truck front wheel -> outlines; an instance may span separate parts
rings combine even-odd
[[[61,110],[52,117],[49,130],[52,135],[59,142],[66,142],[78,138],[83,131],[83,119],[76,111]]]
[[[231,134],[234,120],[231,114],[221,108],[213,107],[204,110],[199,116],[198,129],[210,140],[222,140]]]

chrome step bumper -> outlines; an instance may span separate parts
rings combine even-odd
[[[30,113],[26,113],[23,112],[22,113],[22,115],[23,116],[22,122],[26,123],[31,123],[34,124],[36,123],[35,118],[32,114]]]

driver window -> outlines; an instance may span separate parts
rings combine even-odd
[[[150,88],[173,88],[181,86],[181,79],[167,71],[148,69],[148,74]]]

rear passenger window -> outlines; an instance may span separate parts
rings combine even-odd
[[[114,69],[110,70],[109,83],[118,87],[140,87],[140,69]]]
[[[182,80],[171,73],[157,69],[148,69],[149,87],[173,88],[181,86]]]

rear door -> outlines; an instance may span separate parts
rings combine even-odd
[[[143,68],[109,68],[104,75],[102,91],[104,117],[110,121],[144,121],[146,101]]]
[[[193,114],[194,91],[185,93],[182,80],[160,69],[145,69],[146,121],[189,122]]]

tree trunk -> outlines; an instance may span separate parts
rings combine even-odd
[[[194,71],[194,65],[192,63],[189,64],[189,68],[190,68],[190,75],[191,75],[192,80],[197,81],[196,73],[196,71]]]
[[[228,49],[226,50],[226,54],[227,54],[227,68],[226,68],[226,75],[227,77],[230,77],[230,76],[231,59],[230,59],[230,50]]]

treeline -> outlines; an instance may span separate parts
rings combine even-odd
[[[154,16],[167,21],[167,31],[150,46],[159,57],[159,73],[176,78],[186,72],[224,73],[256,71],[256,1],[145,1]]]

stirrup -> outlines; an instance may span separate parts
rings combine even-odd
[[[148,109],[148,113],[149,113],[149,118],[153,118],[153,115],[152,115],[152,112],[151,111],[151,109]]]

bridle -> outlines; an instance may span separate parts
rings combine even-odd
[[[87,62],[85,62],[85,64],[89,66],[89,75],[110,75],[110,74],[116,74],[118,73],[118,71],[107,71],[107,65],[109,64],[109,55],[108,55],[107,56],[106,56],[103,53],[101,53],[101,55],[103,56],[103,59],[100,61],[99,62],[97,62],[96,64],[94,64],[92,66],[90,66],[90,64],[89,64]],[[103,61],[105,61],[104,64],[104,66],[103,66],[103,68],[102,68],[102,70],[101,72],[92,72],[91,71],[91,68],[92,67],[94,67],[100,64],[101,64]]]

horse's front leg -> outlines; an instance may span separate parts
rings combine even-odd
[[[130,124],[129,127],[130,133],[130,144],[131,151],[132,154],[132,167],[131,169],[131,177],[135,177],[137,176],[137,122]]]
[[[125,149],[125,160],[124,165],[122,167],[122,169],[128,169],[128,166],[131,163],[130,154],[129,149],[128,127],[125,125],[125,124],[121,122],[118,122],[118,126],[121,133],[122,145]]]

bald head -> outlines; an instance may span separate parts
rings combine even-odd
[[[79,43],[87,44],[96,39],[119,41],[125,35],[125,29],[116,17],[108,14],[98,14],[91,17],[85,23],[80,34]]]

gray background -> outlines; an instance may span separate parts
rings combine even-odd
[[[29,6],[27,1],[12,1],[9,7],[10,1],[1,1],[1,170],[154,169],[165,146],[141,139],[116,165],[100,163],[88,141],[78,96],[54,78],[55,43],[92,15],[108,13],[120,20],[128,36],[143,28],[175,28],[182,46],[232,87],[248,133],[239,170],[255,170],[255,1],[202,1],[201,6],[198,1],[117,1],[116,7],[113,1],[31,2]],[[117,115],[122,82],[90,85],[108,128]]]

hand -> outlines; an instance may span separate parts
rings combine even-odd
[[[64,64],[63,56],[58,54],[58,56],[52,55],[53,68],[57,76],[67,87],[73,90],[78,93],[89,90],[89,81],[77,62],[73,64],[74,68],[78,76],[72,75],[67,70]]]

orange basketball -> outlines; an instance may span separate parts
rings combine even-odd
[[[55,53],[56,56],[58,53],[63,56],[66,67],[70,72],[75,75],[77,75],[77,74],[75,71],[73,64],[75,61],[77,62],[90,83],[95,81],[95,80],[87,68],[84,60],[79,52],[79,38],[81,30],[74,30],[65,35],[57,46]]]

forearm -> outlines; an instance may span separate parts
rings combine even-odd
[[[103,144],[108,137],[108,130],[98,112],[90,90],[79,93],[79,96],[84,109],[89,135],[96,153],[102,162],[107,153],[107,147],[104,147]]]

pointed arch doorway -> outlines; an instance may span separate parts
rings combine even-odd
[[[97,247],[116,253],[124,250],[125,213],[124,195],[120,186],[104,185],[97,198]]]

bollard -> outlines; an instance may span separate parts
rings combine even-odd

::::::::

> [WHAT IS BEING ASKED] Quote all the records. Keep every word exact.

> [WORKED SOLUTION]
truck front wheel -> outlines; an instance may span separate parts
rings combine even-odd
[[[61,110],[52,117],[49,130],[52,135],[59,142],[66,142],[78,138],[83,131],[83,119],[76,111]]]
[[[231,134],[234,120],[231,114],[221,108],[213,107],[204,110],[199,116],[198,129],[210,140],[222,140]]]

chrome step bumper -> outlines; an instance may span separate parts
rings combine even-odd
[[[30,113],[26,113],[23,112],[22,113],[22,115],[23,116],[22,122],[26,123],[31,123],[34,124],[36,123],[35,118],[32,114]]]

driver window -> outlines; an instance may span separate parts
rings combine even-odd
[[[150,88],[173,88],[181,86],[181,79],[167,71],[148,69],[148,74]]]

rear passenger window -> outlines; an instance may span separate parts
rings combine even-odd
[[[114,69],[110,70],[109,83],[118,87],[140,87],[140,69]]]
[[[182,80],[171,73],[157,69],[148,69],[149,87],[173,88],[181,86]]]

rear door -> outlines; an instance may span separate parts
rings combine even-odd
[[[143,68],[109,68],[104,75],[102,91],[104,117],[110,121],[144,121],[146,101]]]
[[[193,114],[194,91],[185,93],[182,80],[160,69],[145,69],[146,121],[189,122]]]

tree trunk -> outlines; an instance may span separate parts
rings combine even-odd
[[[194,71],[194,65],[192,63],[189,64],[189,68],[190,68],[190,75],[191,75],[192,80],[197,81],[196,73],[196,71]]]
[[[228,49],[226,50],[226,54],[227,54],[227,68],[226,68],[226,75],[227,77],[230,77],[230,76],[231,59],[230,59],[230,50]]]

treeline -> outlines; an instance may span separate parts
rings combine even-odd
[[[154,16],[167,21],[167,31],[150,46],[159,57],[159,73],[176,78],[186,72],[224,73],[256,71],[256,1],[145,1]]]

stirrup -> outlines; an instance may span separate parts
rings combine even-odd
[[[148,109],[148,113],[149,113],[149,118],[153,118],[153,115],[152,115],[152,112],[151,111],[151,109]]]

bridle -> outlines; an instance may span separate parts
rings combine even-odd
[[[87,62],[85,62],[85,64],[89,66],[89,75],[110,75],[110,74],[116,74],[118,73],[118,71],[107,71],[107,65],[109,64],[109,55],[108,55],[107,56],[106,56],[103,53],[101,53],[101,55],[103,56],[103,59],[100,61],[99,62],[97,62],[96,64],[94,64],[92,66],[90,66],[90,64],[89,64]],[[103,61],[105,61],[104,64],[104,66],[103,66],[103,68],[102,68],[102,70],[101,72],[92,72],[91,71],[91,68],[92,67],[94,67],[100,64],[101,64]]]

horse's front leg -> outlines; an instance may span separate parts
rings combine even-odd
[[[130,124],[129,127],[130,133],[130,144],[131,151],[132,154],[132,167],[131,169],[131,177],[135,177],[137,176],[137,122]]]
[[[125,149],[125,160],[124,165],[122,167],[122,169],[128,169],[128,166],[131,163],[130,154],[129,149],[128,127],[125,125],[125,124],[121,122],[118,122],[118,126],[121,133],[122,145]]]

bald head -> outlines; an instance may span separate parts
rings combine even-odd
[[[79,43],[87,44],[96,39],[119,41],[125,35],[125,29],[116,17],[108,14],[98,14],[91,17],[85,23],[80,34]]]

gray background -> outlines; an instance may span separate parts
rings combine even-odd
[[[29,6],[27,1],[12,1],[9,7],[10,1],[1,1],[1,170],[154,169],[165,146],[141,139],[116,165],[100,163],[88,141],[78,96],[54,78],[55,43],[92,15],[108,13],[120,20],[128,36],[143,28],[175,28],[182,46],[232,87],[248,133],[239,170],[255,170],[255,1],[202,1],[201,6],[198,1],[117,1],[116,7],[113,1],[31,2]],[[117,115],[122,82],[90,85],[108,128]]]

hand -> outlines; an instance may span separate parts
rings combine even-odd
[[[64,64],[63,56],[58,54],[58,56],[52,55],[53,68],[57,76],[67,87],[73,90],[78,93],[89,90],[89,81],[77,62],[73,64],[74,68],[78,76],[72,75],[67,70]]]

orange basketball -> outlines; an instance may span separate parts
rings combine even-odd
[[[55,53],[56,56],[58,53],[63,56],[66,67],[70,72],[75,75],[77,75],[77,74],[75,71],[73,64],[75,61],[77,62],[90,83],[95,81],[95,80],[87,68],[84,60],[79,52],[79,38],[81,30],[74,30],[65,35],[57,46]]]

forearm -> outlines; an instance may span separate parts
rings combine even-odd
[[[103,144],[108,137],[108,130],[98,112],[90,90],[79,93],[79,96],[84,109],[89,135],[96,153],[102,162],[107,153],[107,147],[104,147]]]

pointed arch doorway -> outlines; an instance may span separate parts
rings combine even-odd
[[[97,247],[116,253],[124,250],[125,213],[124,195],[120,186],[104,185],[97,198]]]

bollard -> outlines; an instance may span separate parts
rings combine even-odd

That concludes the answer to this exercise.